• PROVIDED DATA:
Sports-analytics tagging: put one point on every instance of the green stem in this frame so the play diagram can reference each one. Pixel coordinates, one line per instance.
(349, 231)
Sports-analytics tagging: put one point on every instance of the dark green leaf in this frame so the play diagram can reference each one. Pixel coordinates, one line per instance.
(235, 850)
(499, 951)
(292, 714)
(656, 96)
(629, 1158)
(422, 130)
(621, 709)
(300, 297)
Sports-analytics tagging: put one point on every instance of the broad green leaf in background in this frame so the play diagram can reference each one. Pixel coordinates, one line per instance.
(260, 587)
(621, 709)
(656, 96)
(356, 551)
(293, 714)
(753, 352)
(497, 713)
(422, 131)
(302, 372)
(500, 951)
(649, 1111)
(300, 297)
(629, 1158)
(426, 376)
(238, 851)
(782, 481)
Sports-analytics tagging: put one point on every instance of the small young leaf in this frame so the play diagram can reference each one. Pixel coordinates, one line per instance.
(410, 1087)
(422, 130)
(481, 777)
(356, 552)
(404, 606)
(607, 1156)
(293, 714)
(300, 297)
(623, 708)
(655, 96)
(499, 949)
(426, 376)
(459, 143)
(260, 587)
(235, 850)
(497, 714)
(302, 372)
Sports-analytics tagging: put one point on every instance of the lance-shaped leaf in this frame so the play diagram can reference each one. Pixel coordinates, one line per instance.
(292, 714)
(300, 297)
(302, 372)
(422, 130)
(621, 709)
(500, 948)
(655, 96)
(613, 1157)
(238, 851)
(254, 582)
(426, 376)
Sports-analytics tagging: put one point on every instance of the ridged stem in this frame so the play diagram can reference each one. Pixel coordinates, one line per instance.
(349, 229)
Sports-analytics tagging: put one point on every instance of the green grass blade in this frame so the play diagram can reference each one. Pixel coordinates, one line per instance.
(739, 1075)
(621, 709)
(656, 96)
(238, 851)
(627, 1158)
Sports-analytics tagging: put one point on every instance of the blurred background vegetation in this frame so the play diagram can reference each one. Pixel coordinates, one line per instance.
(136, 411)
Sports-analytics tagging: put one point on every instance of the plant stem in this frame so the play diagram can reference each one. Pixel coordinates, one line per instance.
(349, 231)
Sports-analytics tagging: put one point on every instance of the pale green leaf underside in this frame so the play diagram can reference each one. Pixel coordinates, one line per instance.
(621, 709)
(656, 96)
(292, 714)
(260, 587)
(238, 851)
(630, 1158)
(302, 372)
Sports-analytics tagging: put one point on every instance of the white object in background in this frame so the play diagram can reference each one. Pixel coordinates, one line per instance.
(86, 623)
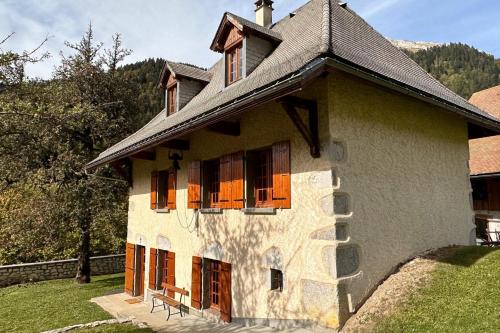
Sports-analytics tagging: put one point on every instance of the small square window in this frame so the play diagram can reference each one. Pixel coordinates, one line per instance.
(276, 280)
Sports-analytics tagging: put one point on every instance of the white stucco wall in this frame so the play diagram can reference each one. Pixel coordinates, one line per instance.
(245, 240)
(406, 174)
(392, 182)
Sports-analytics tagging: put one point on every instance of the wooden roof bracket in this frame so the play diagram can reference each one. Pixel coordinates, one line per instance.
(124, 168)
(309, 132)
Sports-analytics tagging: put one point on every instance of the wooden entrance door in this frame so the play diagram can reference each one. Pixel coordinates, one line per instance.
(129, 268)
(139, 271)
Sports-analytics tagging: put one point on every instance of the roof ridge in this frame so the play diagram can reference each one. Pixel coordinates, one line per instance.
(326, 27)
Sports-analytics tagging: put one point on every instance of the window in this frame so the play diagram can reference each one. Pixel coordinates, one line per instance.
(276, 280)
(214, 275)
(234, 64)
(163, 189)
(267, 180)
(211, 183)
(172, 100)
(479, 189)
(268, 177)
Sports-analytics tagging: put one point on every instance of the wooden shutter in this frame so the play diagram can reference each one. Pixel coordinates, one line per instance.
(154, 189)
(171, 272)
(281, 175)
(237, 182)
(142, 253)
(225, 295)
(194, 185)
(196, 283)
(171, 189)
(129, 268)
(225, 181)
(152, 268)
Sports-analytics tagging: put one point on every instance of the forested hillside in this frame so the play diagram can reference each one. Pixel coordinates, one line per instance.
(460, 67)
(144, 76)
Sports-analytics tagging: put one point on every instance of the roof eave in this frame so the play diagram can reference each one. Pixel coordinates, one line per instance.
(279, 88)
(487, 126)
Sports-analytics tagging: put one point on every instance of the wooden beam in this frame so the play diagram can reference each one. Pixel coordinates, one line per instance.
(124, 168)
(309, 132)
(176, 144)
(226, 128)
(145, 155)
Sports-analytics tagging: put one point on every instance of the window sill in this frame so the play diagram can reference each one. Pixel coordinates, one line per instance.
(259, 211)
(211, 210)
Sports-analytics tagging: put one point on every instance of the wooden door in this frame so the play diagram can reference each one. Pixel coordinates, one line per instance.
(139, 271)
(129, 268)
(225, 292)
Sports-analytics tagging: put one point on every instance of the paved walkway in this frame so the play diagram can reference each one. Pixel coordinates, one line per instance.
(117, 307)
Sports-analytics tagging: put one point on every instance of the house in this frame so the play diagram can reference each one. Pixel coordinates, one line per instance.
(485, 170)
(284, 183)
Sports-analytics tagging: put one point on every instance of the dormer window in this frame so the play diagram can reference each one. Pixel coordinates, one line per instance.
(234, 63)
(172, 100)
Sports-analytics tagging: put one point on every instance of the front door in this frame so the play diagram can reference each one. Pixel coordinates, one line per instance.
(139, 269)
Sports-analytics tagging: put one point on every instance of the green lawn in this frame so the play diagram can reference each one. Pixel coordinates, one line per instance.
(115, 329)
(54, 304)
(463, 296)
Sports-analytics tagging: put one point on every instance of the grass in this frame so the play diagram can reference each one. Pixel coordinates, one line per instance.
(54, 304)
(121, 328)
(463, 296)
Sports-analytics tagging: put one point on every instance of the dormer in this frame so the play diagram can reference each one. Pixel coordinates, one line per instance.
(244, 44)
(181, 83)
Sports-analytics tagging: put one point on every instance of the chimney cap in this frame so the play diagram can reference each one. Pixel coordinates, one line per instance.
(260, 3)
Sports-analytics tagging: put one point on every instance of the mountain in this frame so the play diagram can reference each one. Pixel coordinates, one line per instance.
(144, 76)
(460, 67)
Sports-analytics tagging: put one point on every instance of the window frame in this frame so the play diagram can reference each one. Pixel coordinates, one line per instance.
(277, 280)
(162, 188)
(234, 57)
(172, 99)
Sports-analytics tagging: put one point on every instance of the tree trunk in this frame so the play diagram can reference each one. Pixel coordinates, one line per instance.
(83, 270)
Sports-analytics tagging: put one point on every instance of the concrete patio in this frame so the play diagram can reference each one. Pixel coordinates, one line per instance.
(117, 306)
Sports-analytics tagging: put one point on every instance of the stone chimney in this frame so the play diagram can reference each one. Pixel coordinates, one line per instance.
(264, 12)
--
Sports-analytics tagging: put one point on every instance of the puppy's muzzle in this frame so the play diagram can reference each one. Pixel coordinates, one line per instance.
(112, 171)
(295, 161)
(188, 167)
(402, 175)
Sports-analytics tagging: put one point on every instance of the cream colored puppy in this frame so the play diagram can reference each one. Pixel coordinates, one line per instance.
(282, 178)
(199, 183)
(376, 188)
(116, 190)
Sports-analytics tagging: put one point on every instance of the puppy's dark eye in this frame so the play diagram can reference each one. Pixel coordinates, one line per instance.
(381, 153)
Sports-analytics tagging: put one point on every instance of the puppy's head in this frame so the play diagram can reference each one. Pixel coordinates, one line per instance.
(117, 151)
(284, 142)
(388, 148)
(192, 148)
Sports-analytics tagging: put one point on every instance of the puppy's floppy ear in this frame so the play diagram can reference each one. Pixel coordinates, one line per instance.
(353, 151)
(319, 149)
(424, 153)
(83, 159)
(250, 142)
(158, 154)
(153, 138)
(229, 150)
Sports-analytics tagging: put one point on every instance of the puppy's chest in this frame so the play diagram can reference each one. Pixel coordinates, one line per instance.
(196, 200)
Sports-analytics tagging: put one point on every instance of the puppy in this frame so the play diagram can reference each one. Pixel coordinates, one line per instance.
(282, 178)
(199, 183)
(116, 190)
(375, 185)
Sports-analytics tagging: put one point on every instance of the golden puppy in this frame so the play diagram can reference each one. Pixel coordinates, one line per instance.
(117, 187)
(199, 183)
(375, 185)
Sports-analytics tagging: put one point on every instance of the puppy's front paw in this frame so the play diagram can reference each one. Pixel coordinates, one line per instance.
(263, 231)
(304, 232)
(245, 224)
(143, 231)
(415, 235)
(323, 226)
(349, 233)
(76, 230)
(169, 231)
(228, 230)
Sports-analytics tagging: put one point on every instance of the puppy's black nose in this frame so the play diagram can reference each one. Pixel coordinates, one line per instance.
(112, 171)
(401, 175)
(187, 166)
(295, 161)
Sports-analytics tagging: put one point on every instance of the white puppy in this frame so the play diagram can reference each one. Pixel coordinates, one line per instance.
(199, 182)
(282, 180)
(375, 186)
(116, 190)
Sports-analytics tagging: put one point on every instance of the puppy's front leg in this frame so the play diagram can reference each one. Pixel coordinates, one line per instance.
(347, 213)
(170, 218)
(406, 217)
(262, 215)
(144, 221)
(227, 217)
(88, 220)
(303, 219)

• EXERCISE INSTRUCTIONS: Please extract every line of the data above that contains the word "door", copying each one in full.

• ANSWER TO THIS PROBLEM:
Sports-analytics tagging: put one point on every instance of the wooden entrance door in this frame so the play diagram can reference each one. Pixel coordinates, one line per instance.
Sports-analytics tagging: put one point on every instance of the wooden door in this frame so the play diagram can reference each one. Pixel coordinates, one line per instance.
Sports-analytics tagging: put one point on every instance of the front door in this frame so the play diagram can reference each one. Pixel coordinates, one line per instance.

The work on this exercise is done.